> [Набор заданий]:
1. Перепишите отрывок статьи от слов «Леже согласился с» до слов «предпринять необходимые действия?» включительно, поставив «срывал» вместо «саботировал».
2. Ответьте по статье на вопросы:
(a) Кто, по словам Леже, был сильно восприимчив к германофильским течениям?
(b) Кто приехал в Париж вместе с королем?
(c) Какая страна, по признанию Титулеску, все еще настроена враждебно и не хочет улучшать отношения с СССР?

Леже согласился с Литвиновым, хотя это был тот же самый человек, который саботировал первые шаги Поль-Бонкура на пути к пакту о взаимопомощи, отвлек от него Барту, переключил на Восточный пакт и поддерживал постоянные раздражающие попытки Лаваля саботировать ратификацию. Насколько можно было доверять Леже? Даже если просто рассмотреть очевидные факты. По словам Потемкина, «Леже заявил, что тактику, применяемую Германией… рассматривает как зондаж. Конец ему может быть положен только решительным проведением плана организации коллективной безопасности». Конечно, Леже знал, что говорить, но мог ли он предпринять необходимые действия?
Леже присматривал за колеблющимися союзниками Франции. Так совпало, что в это время в Париже находился румынский король Кароль II. По словам Леже, он был сильно восприимчив к германофильским течениям: его нужно было подбодрить. На самом деле король хотел увидеть решительность Франции, а не просто пустые слова. Литвинов в очередной раз ответил: «Препятствием, стоявшим до сих пор на этом пути, являлось замедление ратификации франко-советского пакта»[1239].
Вместе с королем в Париж приехал Титулеску. Он сообщил французам (есть французский отчет об этом), что убедил правителя придерживаться советского курса. Король подтвердил это, сказав Леже в доверительной беседе, что Румынии стоит продолжать с СССР переговоры о пакте. Титулеску восстановил свой авторитет, и он отметил, что советское вмешательство будет «незаменимым» для предотвращения аншлюса. Тем не менее он признал, что Югославия все еще настроена враждебно и не хочет улучшать отношения с СССР. Фланден пришел к выводу, что Титулеску и король как минимум урегулировали разногласия… по крайней мере на настоящий момент[1240].

> [Собранные данные]:

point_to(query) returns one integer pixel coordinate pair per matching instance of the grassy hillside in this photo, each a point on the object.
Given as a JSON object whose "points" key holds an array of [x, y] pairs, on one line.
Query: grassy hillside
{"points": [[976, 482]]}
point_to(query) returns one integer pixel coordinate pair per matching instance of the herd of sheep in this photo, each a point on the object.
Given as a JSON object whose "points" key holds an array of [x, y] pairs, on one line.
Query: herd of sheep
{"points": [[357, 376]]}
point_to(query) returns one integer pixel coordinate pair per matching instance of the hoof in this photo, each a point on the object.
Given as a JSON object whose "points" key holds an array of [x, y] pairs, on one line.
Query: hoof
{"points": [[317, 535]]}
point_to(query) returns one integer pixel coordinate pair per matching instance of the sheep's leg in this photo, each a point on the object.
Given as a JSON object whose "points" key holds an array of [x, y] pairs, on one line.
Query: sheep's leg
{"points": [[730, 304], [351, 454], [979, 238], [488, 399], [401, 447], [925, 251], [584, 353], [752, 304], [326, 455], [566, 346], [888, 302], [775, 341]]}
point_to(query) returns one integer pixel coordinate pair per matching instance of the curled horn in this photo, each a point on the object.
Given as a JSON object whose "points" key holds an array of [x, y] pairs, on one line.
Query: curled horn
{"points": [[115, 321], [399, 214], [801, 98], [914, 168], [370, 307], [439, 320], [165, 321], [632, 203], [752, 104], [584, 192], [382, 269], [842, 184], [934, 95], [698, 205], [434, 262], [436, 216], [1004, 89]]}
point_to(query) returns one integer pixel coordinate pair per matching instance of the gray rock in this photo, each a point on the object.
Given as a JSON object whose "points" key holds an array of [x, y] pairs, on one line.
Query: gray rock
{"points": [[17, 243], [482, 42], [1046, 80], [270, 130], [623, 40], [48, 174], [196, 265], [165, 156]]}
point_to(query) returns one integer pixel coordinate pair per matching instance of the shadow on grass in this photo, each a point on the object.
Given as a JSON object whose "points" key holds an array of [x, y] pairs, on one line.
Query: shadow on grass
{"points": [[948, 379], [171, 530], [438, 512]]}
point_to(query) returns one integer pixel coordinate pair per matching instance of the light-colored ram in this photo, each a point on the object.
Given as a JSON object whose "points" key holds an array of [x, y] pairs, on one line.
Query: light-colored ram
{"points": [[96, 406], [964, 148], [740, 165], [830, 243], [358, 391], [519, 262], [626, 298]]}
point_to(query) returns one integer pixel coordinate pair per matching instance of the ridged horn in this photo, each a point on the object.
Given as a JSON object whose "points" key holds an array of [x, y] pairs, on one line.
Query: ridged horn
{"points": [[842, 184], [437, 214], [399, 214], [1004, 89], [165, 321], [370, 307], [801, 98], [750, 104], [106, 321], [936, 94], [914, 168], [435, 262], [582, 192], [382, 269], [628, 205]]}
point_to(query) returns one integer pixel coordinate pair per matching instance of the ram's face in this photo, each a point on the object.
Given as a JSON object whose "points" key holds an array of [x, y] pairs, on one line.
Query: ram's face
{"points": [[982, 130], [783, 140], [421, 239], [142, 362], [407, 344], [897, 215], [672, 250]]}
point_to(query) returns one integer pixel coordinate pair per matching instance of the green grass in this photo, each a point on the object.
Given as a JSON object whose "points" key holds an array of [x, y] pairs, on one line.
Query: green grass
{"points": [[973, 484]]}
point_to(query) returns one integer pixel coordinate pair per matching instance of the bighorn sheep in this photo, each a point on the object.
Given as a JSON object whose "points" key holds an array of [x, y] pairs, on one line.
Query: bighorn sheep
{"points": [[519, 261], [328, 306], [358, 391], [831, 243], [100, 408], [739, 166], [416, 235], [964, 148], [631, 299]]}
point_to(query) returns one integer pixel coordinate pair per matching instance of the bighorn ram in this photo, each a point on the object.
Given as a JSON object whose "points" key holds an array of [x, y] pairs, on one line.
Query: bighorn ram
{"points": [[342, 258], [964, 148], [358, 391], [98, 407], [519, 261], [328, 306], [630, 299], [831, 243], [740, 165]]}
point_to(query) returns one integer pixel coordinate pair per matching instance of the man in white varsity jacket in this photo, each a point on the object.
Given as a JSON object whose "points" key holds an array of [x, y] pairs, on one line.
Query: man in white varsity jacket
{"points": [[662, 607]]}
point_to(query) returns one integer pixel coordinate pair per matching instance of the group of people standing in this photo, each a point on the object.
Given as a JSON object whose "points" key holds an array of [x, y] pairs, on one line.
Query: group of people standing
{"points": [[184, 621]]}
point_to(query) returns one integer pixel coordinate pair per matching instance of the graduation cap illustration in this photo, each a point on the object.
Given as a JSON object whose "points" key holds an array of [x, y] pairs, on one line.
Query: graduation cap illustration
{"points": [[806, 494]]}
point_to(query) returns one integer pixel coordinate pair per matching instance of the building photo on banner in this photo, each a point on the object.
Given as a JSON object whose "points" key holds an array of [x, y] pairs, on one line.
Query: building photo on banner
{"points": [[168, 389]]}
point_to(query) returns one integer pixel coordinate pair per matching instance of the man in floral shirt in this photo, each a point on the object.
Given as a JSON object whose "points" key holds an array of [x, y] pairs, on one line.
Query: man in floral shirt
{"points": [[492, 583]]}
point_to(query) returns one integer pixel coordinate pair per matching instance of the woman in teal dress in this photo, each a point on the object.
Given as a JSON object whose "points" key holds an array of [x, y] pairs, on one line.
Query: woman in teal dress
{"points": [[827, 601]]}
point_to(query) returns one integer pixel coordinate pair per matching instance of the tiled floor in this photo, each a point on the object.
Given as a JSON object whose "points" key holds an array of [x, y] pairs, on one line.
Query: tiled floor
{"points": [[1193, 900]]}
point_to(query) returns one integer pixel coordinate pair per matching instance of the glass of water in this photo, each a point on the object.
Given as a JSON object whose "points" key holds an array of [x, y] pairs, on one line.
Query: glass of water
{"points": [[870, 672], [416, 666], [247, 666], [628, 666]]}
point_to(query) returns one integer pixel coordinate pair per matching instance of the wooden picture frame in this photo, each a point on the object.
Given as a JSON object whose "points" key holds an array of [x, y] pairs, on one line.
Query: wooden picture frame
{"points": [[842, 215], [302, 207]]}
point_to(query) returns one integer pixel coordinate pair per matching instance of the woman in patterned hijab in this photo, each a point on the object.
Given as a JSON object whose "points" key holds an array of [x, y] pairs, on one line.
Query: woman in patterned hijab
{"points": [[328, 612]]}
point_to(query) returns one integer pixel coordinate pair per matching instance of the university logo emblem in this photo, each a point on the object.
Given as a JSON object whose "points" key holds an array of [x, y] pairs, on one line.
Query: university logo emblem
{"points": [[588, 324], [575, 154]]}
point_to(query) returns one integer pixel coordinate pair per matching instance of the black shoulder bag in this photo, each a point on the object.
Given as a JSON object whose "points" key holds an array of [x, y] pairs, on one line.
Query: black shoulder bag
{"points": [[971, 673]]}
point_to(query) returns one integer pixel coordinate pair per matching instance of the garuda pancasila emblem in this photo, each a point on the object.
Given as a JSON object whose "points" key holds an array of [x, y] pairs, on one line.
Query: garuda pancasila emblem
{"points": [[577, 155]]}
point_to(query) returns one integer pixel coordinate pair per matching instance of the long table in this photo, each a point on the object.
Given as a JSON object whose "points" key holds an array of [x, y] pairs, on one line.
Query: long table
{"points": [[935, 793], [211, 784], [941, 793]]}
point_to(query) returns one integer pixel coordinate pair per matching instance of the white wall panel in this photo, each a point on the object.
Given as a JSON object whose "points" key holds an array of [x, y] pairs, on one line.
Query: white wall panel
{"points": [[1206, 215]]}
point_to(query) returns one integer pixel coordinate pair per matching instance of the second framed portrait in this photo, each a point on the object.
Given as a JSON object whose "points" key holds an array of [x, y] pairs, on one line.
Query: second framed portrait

> [Ответы к упражнению]:
1.
Леже согласился с Литвиновым, хотя это был тот же самый человек, который срывал первые шаги Поль-Бонкура на пути к пакту о взаимопомощи, отвлек от него Барту, переключил на Восточный пакт и поддерживал постоянные раздражающие попытки Лаваля саботировать ратификацию. Насколько можно было доверять Леже? Даже если просто рассмотреть очевидные факты. По словам Потемкина, «Леже заявил, что тактику, применяемую Германией… рассматривает как зондаж. Конец ему может быть положен только решительным проведением плана организации коллективной безопасности». Конечно, Леже знал, что говорить, но мог ли он предпринять необходимые действия?

2.
(a) Румынский король Кароль II.
(b) Титулеску.
(c) Югославия.